━━━━━ Blocco di testo
V – La morte e le grandi tradizioni

Chi non si è già posto le domande: Che succede e cosa diventiamo dopo la morte? Dove si va? C’è
veramente qualcos’altro? E se tutto ciò non fosse vero? Perché si deve morire?
Abbiamo l’abitudine di dire: “Non lo sappiamo, nessuno è mai ritornato a dircelo”. Ma, secondo
il grado di interesse e nella misura in cui l’argomento ha importanza per noi, a suo tempo, il
nostro Essere interiore ci rivelerà questi segreti.
È bene tuttavia ricordarsi che le grandi tradizioni ci hanno lasciato numerosi scritti sugli
stati postumi. Una breve sintesi dei punti più importanti potrà senza dubbio alimentare la nostra
riflessione.

1) Il libro dei morti tibetano o Bardo Thòdol

Questo libro è un trattato scientifico che descrive in modo razionale le differenti tappe del
viaggio dell’anima dal momento della morte a quello della rinascita.

“Questo libro appartiene alla categoria dei testi che insegnano la tecnica e l’arte di morire. Il
suo interesse è centrato sul momento del “passaggio” e sui giorni e le settimane che seguono (1).”
━━━━━━━━━━
→ **Serie di compiti**:
(1) Restituisci alla lettera tutto il testo sulla morte e le grandi tradizioni, da "È bene tuttavia" giù fino a "riflessione.".
(2) Scrivi il seguito del testo sulla morte e le grandi tradizioni, riprendendo subito dopo l'ultima frase riportata.
━━━━━ Dati archiviati
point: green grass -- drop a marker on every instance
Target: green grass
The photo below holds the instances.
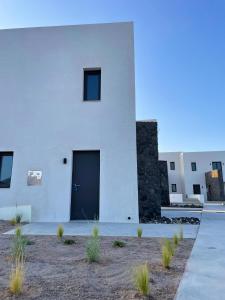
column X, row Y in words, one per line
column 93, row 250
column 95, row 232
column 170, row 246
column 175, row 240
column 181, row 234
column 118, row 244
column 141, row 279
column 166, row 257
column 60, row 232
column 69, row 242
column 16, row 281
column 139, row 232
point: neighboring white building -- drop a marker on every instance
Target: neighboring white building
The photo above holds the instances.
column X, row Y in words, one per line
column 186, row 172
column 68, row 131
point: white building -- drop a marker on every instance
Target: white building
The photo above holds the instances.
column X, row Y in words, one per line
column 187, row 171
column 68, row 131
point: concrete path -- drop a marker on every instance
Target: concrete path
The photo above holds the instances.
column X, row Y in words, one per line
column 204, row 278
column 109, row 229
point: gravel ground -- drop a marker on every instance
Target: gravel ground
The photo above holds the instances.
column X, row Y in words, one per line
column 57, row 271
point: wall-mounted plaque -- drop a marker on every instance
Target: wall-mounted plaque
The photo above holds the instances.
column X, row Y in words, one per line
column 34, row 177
━━━━━━━━━━
━━━━━ Dati archiviati
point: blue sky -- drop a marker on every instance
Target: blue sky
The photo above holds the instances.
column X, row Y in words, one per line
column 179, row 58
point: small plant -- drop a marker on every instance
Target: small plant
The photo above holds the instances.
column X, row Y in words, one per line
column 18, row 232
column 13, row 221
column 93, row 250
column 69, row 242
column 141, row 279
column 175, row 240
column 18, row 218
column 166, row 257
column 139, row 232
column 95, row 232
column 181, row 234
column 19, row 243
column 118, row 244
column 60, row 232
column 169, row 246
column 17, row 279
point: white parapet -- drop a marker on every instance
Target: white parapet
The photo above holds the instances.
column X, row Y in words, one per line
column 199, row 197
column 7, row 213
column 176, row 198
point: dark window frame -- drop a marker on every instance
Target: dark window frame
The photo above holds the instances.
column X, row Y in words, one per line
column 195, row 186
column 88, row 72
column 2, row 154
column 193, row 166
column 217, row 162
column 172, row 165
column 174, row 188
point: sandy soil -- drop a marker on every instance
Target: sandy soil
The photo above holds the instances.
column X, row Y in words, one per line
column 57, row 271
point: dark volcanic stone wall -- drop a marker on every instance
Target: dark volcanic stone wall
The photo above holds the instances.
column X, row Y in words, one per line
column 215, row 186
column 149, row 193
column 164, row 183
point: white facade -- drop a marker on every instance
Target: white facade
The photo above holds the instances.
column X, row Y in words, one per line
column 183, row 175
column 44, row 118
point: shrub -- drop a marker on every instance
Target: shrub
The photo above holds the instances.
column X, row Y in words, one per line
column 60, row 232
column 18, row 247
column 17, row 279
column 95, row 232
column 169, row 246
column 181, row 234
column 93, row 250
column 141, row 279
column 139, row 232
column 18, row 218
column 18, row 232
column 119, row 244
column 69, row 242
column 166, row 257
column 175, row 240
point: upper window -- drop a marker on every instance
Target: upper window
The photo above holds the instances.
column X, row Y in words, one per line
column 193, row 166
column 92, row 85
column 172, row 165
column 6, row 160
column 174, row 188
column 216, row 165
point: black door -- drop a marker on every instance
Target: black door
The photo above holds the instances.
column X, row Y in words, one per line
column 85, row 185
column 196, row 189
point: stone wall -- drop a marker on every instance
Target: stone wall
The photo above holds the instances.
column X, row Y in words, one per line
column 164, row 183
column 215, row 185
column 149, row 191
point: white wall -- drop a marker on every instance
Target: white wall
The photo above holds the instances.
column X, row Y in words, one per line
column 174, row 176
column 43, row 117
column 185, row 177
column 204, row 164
━━━━━━━━━━
→ **Risposte agli esercizi**:
(1)
È bene tuttavia ricordarsi che le grandi tradizioni ci hanno lasciato numerosi scritti sugli
stati postumi. Una breve sintesi dei punti più importanti potrà senza dubbio alimentare la nostra
riflessione.

(2)
Il termine “Bardo Thòdol” significa “Liberazione mediante comprensione nel piano che segue la
morte”. Il libro contiene un insegnamento di grande saggezza. Alcuni passaggi vanno letti al defunto
per consentirgli di liberarsi più rapidamente dei suoi attaccamenti materiali e umani e così
riconoscere la pura luce. Se, sin dai primi giorni, il defunto non ha saputo riconoscere la chiara
luce e fondervisi, dovrà iniziare il suo viaggio nei vari Bardos, che simbolicamente durano
quarantanove giorni. In breve, in questi Bardos la coscienza del defunto sarà confrontata col mondo
delle illusioni. Queste non sono altro che le illusioni, paure, chimere e fantasmi propri. Quanto
più in fretta saprà riconoscerli, tanto prima si libererà allo scopo di reintegrare il suo stato
divino (o fondersi col Buddha) oppure di reincarnarsi.
Il Karma determina le condizioni dell’esperienza che quest’anima vivrà. Il grande messaggio
trasmesso da questa tradizione buddista tibetana è che dobbiamo liberarci da ogni illusione e
attaccamento per poter raggiungere lo stato di Buddha.

“Il termine Buddha designa ogni persona che si è completamente risvegliata dall’ignoranza e si è
aperta al suo vasto potenziale di saggezza. Un Buddha è colui che ha messo termine definitivamente
alla sofferenza e alla frustrazione scoprendo una felicità e una pace durevoli, incrollabili (4).”
“E ciò può essere realizzato in questa incarnazione (5).”

Secondo tale tradizione, lo stato di Buddha si raggiunge attraverso il non attaccamento. Un buon
mezzo per arrivare a questo distacco o morte dell’ego è lo sviluppo della compassione.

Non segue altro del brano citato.